__Challenge__:
What follows is a set of records; repeat all of them exactly.

__Data in this exercise__:
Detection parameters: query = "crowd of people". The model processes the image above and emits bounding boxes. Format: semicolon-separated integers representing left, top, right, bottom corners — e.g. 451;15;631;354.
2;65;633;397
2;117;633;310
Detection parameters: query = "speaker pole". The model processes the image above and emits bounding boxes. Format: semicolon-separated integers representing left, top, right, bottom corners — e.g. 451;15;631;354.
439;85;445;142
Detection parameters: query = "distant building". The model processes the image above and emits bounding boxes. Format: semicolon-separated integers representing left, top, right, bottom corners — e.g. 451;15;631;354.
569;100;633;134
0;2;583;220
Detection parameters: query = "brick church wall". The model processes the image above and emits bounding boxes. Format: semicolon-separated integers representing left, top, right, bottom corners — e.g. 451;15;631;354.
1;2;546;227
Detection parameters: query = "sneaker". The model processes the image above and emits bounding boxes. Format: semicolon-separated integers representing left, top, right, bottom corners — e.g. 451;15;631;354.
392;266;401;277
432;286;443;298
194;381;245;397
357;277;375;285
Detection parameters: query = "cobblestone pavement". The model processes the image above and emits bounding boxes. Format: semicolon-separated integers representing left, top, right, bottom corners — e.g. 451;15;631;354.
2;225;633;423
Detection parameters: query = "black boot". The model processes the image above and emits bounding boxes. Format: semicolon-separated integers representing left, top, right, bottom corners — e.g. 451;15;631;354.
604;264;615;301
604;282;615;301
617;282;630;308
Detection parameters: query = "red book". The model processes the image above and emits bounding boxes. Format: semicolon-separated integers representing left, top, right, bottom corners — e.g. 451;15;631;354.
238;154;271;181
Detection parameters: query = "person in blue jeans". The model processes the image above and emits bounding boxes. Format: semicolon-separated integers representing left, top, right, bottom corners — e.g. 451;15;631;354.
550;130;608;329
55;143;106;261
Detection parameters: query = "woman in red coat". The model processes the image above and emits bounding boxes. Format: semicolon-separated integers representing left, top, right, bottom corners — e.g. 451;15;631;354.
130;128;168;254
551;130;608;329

__Solution to this task__:
Detection parameters: query = "crowd of people". The model processes the image above and emits bounding boxes. Format: semicolon-separated integers representing left, top, right, bottom corners — e.g. 451;15;631;354.
2;65;633;397
2;117;633;310
Detection parameters: query = "speaker pole". The model processes the image above and emits bounding boxes. Format: semicolon-separated integers representing left, top, right, bottom corners — e.g. 451;15;631;354.
439;85;445;142
Detection parameters: query = "distant building". The model processes the image above and emits bounding boxes. Format: semicolon-separated integers representing left, top, right, bottom corners — e.g. 451;15;631;354.
569;100;633;134
0;2;583;220
Detection parameters: query = "brick church wall". The model processes the image above and emits bounding boxes. Format: semicolon-separated integers representing left, top, right, bottom corners — e.g. 451;15;631;354.
1;2;546;227
Detection parameters: query = "sneaker". The model processes the image above and emits bounding boxes. Format: semicolon-separated integers representing left, top, right, bottom corners — e.g. 451;15;631;354.
392;266;401;277
432;286;443;298
194;381;245;397
357;277;375;285
Detection parameters: query = "cobblestone pavement". The model processes the image above and emits bounding boxes. Format: semicolon-separated integers representing left, top, right, bottom corners — e.g. 451;15;631;354.
2;225;633;423
Detection parameters: query = "black boot". The model processes the image above and emits bounding boxes. Format: semicolon-separated integers representing left, top, right, bottom corners — e.g. 451;15;631;354.
604;264;615;301
604;282;615;301
617;282;630;308
Detection parameters: query = "red book". The model processes the image above and emits bounding boxes. Format: semicolon-separated integers representing left, top, right, bottom corners — e.g. 451;15;631;354.
238;154;271;181
Detection parameters: query = "person in blue jeans". The model processes the image above and emits bounding boxes. Format: semicolon-separated integers representing left, top, right, bottom corners — e.g. 451;15;631;354.
550;130;608;329
55;143;106;261
Detection parameters: query = "woman in red coat". The model processes the image above and emits bounding boxes. Format: semicolon-separated integers representing left, top, right, bottom corners — e.g. 451;15;631;354.
130;128;168;254
551;130;608;329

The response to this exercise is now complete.